■ ACTIVITY: In the passage about Llyn Idwal, who is the lake named after?

■ DOCUMENT SEGMENT:
* * * *
Lake in Conwy County Borough, Wales

Llyn Idwal is a small lake (approximately 800 m by 300 m, or 28 acres) that lies within Cwm Idwal in the Glyderau mountains of Snowdonia.

It is named after Prince Idwal Foel, a grandson of Rhodri Mawr, one of the ancient Kings of Wales. Legend states that the king's unfortunate offspring was murdered by being drowned in the lake. In fact Idwal Foel died in battle against the Saxons in 942 and an alternate version claims that he was cremated beside the lake, as was the burial custom for Celtic nobility.

A number of small streams flow into Llyn Idwal from around Cwm Idwal. One small river flows out and joins the Afon Ogwen river at Pont Pen-y-Benglog near Ogwen Cottage, immediately above the Rhaeadr Ogwen waterfall. It is considered relatively oligotrophic.
* * * *
[Referring expression data]
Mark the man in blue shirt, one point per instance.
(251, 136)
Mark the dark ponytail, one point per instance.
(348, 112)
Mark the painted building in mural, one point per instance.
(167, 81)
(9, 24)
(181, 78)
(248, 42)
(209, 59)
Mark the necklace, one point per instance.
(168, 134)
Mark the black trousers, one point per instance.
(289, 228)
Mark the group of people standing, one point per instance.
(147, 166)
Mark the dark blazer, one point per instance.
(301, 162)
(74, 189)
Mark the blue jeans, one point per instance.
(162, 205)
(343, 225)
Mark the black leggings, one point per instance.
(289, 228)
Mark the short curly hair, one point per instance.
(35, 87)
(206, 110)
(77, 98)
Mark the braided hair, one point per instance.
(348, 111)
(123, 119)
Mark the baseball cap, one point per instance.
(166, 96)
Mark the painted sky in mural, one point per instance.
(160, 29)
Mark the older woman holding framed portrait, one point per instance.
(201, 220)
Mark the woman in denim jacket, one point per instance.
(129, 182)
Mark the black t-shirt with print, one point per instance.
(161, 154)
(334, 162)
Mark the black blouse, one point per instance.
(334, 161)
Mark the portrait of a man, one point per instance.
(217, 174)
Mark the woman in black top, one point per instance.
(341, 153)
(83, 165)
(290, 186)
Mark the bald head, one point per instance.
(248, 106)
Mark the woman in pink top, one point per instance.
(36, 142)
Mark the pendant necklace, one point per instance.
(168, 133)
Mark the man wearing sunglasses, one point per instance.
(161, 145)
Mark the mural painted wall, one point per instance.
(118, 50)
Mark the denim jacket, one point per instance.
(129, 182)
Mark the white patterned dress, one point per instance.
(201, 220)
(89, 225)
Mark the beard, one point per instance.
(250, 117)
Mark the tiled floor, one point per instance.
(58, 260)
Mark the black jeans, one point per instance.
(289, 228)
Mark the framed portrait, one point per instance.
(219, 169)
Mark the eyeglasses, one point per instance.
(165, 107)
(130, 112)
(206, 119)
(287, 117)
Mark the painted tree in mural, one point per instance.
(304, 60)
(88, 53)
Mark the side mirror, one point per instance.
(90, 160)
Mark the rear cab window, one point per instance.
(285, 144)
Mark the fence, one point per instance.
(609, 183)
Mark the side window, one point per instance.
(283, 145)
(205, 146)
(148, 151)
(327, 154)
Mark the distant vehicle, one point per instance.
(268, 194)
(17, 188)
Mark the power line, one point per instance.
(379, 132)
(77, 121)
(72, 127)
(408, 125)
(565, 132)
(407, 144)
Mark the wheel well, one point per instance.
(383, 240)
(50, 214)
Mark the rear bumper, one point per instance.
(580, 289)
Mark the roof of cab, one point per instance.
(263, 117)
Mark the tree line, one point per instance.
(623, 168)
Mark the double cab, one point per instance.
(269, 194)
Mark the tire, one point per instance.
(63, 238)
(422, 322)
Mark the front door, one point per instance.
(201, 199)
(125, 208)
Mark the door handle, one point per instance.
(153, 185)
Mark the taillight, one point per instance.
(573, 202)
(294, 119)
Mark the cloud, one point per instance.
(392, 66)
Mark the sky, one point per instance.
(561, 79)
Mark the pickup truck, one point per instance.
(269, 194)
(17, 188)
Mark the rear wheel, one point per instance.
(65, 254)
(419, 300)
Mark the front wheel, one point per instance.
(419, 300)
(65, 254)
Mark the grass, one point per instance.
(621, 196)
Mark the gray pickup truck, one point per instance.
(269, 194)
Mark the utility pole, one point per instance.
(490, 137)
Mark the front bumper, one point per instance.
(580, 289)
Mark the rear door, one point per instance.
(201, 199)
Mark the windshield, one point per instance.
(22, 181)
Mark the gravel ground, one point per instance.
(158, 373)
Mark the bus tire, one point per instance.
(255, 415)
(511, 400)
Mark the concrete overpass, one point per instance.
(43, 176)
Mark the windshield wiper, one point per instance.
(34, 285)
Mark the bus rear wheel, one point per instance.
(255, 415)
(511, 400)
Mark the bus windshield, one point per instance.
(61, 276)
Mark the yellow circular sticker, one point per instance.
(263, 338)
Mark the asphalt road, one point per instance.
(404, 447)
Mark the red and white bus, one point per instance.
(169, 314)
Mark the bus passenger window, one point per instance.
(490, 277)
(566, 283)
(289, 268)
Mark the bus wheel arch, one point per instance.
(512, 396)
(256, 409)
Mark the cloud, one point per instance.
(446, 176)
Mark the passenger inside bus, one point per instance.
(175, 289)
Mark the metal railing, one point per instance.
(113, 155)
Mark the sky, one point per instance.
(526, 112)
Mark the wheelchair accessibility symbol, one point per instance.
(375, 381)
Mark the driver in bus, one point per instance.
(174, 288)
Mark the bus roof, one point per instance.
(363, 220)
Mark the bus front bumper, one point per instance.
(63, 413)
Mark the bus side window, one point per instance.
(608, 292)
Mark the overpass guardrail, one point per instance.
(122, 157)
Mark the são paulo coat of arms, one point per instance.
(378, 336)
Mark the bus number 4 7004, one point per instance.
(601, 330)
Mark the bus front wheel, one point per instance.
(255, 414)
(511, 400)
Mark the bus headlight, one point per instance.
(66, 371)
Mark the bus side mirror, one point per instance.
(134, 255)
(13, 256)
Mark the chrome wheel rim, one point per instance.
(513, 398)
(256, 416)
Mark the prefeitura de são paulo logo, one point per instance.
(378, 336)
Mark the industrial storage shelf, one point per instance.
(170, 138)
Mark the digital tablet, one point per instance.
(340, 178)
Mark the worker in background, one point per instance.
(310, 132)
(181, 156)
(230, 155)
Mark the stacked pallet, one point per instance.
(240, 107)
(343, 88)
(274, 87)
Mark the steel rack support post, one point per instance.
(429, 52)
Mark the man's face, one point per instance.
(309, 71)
* * * *
■ RESULT BELOW: Prince Idwal Foel, a grandson of Rhodri Mawr.